══ INFORMATION SHOWN

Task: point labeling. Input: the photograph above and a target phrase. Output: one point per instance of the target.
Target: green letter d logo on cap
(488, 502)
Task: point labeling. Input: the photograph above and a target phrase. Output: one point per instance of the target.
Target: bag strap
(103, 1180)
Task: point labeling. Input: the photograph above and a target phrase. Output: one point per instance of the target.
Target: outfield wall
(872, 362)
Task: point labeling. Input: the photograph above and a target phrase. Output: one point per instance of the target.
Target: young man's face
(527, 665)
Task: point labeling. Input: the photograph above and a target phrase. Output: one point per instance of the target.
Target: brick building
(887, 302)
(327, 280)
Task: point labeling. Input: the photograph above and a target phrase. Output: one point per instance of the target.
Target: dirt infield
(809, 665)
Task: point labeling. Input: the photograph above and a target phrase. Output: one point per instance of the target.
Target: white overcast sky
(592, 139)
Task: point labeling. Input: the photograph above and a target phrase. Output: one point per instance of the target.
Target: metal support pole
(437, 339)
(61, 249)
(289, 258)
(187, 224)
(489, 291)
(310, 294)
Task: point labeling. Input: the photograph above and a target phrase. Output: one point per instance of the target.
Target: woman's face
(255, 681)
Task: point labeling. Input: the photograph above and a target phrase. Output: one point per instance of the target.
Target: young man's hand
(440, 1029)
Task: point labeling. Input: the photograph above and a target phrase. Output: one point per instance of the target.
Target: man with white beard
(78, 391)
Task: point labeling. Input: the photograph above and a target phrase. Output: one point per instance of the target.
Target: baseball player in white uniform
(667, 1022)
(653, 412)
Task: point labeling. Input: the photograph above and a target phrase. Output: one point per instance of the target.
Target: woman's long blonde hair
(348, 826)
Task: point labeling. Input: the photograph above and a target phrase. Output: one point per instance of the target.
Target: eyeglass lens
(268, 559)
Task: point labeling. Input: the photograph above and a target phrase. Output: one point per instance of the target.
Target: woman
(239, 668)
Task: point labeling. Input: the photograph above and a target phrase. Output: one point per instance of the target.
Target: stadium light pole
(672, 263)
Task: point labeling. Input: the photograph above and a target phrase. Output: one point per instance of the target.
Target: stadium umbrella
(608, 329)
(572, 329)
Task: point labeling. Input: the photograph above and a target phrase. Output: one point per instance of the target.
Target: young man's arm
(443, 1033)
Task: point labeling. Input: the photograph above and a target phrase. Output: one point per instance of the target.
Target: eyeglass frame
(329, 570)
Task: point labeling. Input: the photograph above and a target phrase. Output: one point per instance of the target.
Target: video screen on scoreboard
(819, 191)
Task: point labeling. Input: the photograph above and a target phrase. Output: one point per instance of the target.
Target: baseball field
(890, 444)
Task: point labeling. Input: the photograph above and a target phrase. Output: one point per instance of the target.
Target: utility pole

════

• WHAT NEEDS TO BE DONE
Please restate the whole listing word for word.

• ANSWER FOR THIS EXERCISE
Task: point labeling. Input: the photograph above and a target phrase. Output: one point per instance of the target.
Target: green letter d logo on cap
(488, 502)
Task: point labeling. Input: the photograph above and a target phrase. Output: one point per instance of the target.
Target: bag strap
(103, 1180)
Task: point labeling. Input: the photograph above and a target phrase. Output: one point per instance of the target.
Target: outfield wall
(872, 362)
Task: point labeling. Input: the photograph above and a target phrase. Output: one point per instance of the target.
Target: young man's face
(527, 665)
Task: point labeling. Input: the photograph above and a target phrase. Output: one point per instance of the target.
Target: brick building
(887, 302)
(327, 280)
Task: point labeling. Input: the photograph above and a target phrase. Output: one point per instance of the target.
Target: dirt infield
(809, 665)
Task: point labeling. Input: the photograph above and a target phrase. Output: one point per instance of the target.
Target: white overcast sky
(592, 139)
Task: point labeling. Input: the photograph above and a target phrase. Output: one point per instance of the target.
Target: metal support pole
(437, 339)
(61, 249)
(289, 258)
(187, 224)
(489, 291)
(310, 294)
Task: point labeling. Input: the photograph above and a target phrase. Output: one point per instance of the target.
Target: woman's face
(255, 681)
Task: point labeling. Input: the photograph above and a target phrase. Output: one point per instance of the target.
Target: young man's hand
(440, 1029)
Task: point labeling. Input: the photograph above and a target phrase. Output: one point per instance of the target.
Target: man with white beard
(78, 391)
Task: point labeling. Input: the photograph above and a target phrase. Output: one point per instance of the target.
Target: baseball player in white uniform
(667, 1022)
(653, 412)
Task: point labeling. Input: the photograph above and a target phrase. Output: one point per instance of the target.
Target: woman's long blonde hair
(348, 826)
Task: point labeling. Input: the photograph above and a target phrase. Output: one point per instance of the target.
Target: eyeglass lens
(268, 559)
Task: point labeling. Input: the photograph above and a target phrase. Output: one point per instance of the target.
Target: woman
(239, 668)
Task: point labeling. Input: the photograph above and a target phrase. Output: one point per instance of the target.
Target: stadium light pole
(672, 263)
Task: point labeling. Input: the photograph above and a target phrase. Output: one point per instance of the target.
Target: stadium umbrella
(608, 329)
(572, 329)
Task: point labeling. Input: the photograph above and a target phrase. Output: one point per instance of the target.
Target: young man's arm
(443, 1033)
Task: point labeling. Input: the photograph above and a target phrase. Output: one point per instance of the target.
Target: eyeglass frame
(329, 570)
Task: point labeling. Input: the photograph above and a target phrase. Output: one point per instance of the target.
Target: video screen on scoreboard
(819, 191)
Task: point labeling. Input: the photograph above and a target phrase. Output: one point per instance of the target.
Target: baseball field
(890, 444)
Task: point labeling. Input: the photograph above and a target phrase. Output: one point per instance of the target.
Target: utility pole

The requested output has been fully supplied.